* [本文]
* * *

2015.06.26EXHIBITIONS

野町和嘉写真展「地平線の彼方から ~人と大地のドキュメント」

野町和嘉は1972年のサハラ砂漠以来、ナイル川源流、アラビア半島、チベット高原、アンデス山脈など、自然環境の厳しい地域を中心に、地球規模で取材を重ねてきました。

乾燥、暑熱、極寒、高山。悠久の大地が織りなす造形と、その荒々しい自然に向き合いながら生き抜く人々。彼の作品は、ドキュメントであると同時に、一枚一枚がアートとも言えるリリカルな美しさをもち、「シュテルン」「GEO」「ナショナル ジオグラフィック」など海外の雑誌に取り上げられ、主だった写真集はすべて数カ国版で国際出版されています。つねに世界に向けて発信できるのは、作品に、民族性や文化の違いを超えて深い感動を呼ぶ普遍性が秘められているからです。

インターネットによって世界が繋がれ、加速度的に変化していくなかで、野町は変わらない人々の精神 文化を捉えています。地平線がどこまでも続く大風景や、日本とはおよそかけ離れた環境で暮らす人々の姿は、見る人の心に静かに染みいり、語りかけてきます。

本展では40年余にわたる「人と大地のドキュメント」より、世界的にも知られるナイル奥地、サハラ砂漠、チベット高地、メッカ&メディナ、ガンジスなどの代表作に砂漠の古代壁画タッシリ・ナジェール、2014年に30年ぶりに訪れたバハル、2015年の天空の渚(アンデス、パタゴニア)、そして2016年に撮影した中南米などの写真作品約200点を一堂に展観します。

* * *

* [データ行]
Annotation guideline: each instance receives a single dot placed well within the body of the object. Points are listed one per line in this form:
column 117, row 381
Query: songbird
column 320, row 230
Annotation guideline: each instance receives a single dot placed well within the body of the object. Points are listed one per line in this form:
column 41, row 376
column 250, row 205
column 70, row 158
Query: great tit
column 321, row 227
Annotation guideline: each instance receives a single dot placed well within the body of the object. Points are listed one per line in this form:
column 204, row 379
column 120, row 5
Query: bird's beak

* * *

* [取り組む課題]
[A] 写真展の紹介文によれば、野町和嘉が取材を始めたのは何年のどこですか。
[B] 写真展の紹介文を、最後の文のあとから書き継ぎなさい。

* [解答例]
[A] 1972年のサハラ砂漠です。

[B]
構成
●第一部 「地平線の彼方から」
1972年にサハラ砂漠を訪れ、極限の自然とそこに生きる人々に魅せられた野町和嘉は、風土と信仰を軸に据えて、今日まで地球規模の取材を続けてきた。本シリーズでは40年余にわたるドキュメントのなかから、世界的にも知られる代表作をはじめとして、2008年以降に再取材を重ねてきたサハラ砂漠、チベット高原、イスラームの聖地メッカ、アンデス高地などを加えて展示する。
●第二部 「サハラ、砂漠の画廊」
サハラ砂漠の最奥地、アルジェリアとリビアの国境地帯にタッシリ・ナジェールと呼ばれる山脈が横たわっている。タッシリ・ナジェールとは、トゥアレグ族の言葉で、「川のある台地」を意味する。台地上はどこまで行っても岩盤剝き出しの乾きの極地であるが、太古の時代に満々と水をたたえていた、深いワディ(涸河)が何本も走っている。さらに台地上には、高さ20メートル前後の尖塔のような山塊があちこちに聳えている。岩の基部は水によって深く抉られており、それらの岩陰は、古代人にとって格好の住み処であった。
人々はその岩陰におびただしい数の絵を残してきた。かつてサハラが緑におおわれていた時代に住んだ狩猟民(紀元前7000年頃~紀元前3500年頃)、その後に現れた牛牧民たち(紀元前5000年頃〜紀元前2000年頃)。さらに乾燥化が進んで、馬が登場した時代(紀元前約1200年以降~)からラクダの時代(紀元前約100年以降~)へと、約8000年にわたって、環境の変化に応じて移り住んできた様々な人種によって描き続けられてきた。
絵のモチーフは、祭儀場面、神と思われる巨大な人物、おびただしい数の牛たち、戦闘場面、狩猟、野生動物、二頭の馬が牽く戦車など、日常のあらゆる情景に及ぶ。現在は乾きの極地と化し、死の沈黙が支配する岩陰に、サハラ8000年の歴史を辿ることの出来るおびただしい壁画が息づいているのである。
●第三部 「バハル再訪」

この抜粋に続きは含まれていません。